Death and taxes and the motive of government-managed health care
By Richard E. Ralston
When you file your taxes this year, consider this certainty: As an ever-increasing amount of our taxes are appropriated for government spending on health care, tax policy ultimately has little to do with attempting to improve the quality and affordability of health care. It is the other way around: Government involvement in our health is usually an excuse to serve a completely different political agenda.
Recently President Obama proposed that taxes be increased and set aside into a "reserve fund" of $634 billion to pay for about half of the anticipated increase in government spending on medical care. Such a reserve would of course be an accounting fiction like the Medicare and Social Security trust funds. It will not be put into gold bars and buried under the Treasury Department but will be used to buy government securities and then immediately spent on other new, multi-trillion-dollar programs. As demands are placed on the reserve, the government would just have to borrow more.

- _EXTRACTED DATA_:
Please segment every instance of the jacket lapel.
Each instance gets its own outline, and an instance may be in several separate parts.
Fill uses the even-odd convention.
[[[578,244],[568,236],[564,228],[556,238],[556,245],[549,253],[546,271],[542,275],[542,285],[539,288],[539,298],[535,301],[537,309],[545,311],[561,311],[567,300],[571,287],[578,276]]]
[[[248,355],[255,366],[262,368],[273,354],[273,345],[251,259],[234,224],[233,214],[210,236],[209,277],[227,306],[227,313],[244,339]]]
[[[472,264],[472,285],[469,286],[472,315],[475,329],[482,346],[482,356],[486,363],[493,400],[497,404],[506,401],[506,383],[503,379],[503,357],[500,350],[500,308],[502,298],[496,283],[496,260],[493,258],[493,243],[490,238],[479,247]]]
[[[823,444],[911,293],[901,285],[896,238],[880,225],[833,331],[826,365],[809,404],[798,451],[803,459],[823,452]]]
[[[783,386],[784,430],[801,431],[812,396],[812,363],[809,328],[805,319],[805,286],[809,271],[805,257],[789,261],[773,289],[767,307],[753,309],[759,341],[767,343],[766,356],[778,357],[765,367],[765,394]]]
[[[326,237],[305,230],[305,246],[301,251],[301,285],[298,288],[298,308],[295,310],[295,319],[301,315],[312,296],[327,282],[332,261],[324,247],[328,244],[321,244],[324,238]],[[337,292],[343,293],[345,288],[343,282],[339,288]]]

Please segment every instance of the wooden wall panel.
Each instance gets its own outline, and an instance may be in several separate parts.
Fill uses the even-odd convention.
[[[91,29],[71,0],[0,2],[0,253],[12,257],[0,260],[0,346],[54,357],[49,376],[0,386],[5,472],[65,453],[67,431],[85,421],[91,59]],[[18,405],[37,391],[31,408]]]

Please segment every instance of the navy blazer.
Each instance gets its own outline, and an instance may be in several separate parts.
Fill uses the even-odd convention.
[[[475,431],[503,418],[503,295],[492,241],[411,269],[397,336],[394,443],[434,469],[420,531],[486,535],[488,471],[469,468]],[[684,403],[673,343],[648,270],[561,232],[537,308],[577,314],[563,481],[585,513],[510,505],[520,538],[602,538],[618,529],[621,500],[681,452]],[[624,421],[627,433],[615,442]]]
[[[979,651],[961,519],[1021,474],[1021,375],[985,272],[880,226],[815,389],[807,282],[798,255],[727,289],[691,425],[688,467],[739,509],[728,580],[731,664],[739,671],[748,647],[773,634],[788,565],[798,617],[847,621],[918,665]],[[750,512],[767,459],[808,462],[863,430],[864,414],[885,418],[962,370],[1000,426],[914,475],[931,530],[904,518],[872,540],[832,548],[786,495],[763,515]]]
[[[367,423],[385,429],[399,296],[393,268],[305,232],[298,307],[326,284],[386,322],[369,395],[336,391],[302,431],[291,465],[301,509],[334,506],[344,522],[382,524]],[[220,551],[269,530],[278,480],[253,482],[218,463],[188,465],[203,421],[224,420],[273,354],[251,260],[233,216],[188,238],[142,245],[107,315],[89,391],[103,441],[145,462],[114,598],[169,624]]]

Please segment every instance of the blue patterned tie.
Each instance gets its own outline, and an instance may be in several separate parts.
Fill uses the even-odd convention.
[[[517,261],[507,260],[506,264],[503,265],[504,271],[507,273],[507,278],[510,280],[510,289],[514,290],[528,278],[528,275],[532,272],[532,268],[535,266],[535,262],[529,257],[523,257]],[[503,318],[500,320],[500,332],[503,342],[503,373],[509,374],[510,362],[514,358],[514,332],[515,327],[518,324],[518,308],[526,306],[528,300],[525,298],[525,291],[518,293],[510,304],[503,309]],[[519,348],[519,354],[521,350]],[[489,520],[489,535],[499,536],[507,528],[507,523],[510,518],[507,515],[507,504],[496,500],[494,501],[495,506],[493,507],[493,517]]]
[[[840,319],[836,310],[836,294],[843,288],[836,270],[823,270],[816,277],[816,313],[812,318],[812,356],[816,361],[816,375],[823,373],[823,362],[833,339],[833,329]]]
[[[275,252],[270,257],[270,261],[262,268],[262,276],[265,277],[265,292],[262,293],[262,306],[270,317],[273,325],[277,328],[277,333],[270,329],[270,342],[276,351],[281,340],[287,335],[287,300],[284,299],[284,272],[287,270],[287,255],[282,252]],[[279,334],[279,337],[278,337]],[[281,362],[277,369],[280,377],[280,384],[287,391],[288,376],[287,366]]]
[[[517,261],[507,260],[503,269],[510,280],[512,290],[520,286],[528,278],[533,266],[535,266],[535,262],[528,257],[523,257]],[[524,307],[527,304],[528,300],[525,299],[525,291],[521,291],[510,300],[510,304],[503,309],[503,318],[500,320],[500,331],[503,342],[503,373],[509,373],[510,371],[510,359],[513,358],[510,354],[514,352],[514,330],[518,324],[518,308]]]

- _PROBLEMS AND TASKS_:
1 – Repeat the essay on taxes and health care from "Recently President Obama" up to and including "to borrow more.".
2 – Answer these questions about the essay on taxes and health care:
(a) What does the essay say government involvement in our health is usually an excuse to do?
(b) How large would the proposed "reserve fund" be?
(c) Which two funds does the essay compare that reserve to?
3 – Continue the essay on taxes and health care from its last sentence.

- _ANSWERS TO THE EXERCISES_:
1 –
Recently President Obama proposed that taxes be increased and set aside into a "reserve fund" of $634 billion to pay for about half of the anticipated increase in government spending on medical care. Such a reserve would of course be an accounting fiction like the Medicare and Social Security trust funds. It will not be put into gold bars and buried under the Treasury Department but will be used to buy government securities and then immediately spent on other new, multi-trillion-dollar programs. As demands are placed on the reserve, the government would just have to borrow more.

2 –
(a) To serve a completely different political agenda.
(b) $634 billion.
(c) The Medicare and Social Security trust funds.

3 –
But more important than the amount is the nature of the tax increases: the reduction in tax deductibility for contributions to charities. Because the government needs the money to pay for government health care, private contributions to non-profit hospitals, medical schools, charity clinics and other organizations will decline. Does a policy with these consequences make sense?
Unfortunately it does "make sense" for those whose objective is dependence on government as such. From that point of view, the true benevolence of private charity is the enemy of the forced altruism of taxation. Giving your money voluntarily to causes you choose to support is discouraged, in favor of making that money available for legalized expropriation by a government asserting its power in medical care.
The recent expansion of the State Children's Insurance Program also had more to do with the broader agenda of dependence. Why move millions of children who already have private insurance into a government program? To make them dependent on government for one more important aspect of their daily lives. The large tax increase on a rapidly diminishing pool of cigarette smokers, apart from being a cruel exploitation of many who may be addicted to their habit, will leave the program without funding in a few years. In the meantime, private contributions to non-profit children's hospitals will have been cut by tax policy.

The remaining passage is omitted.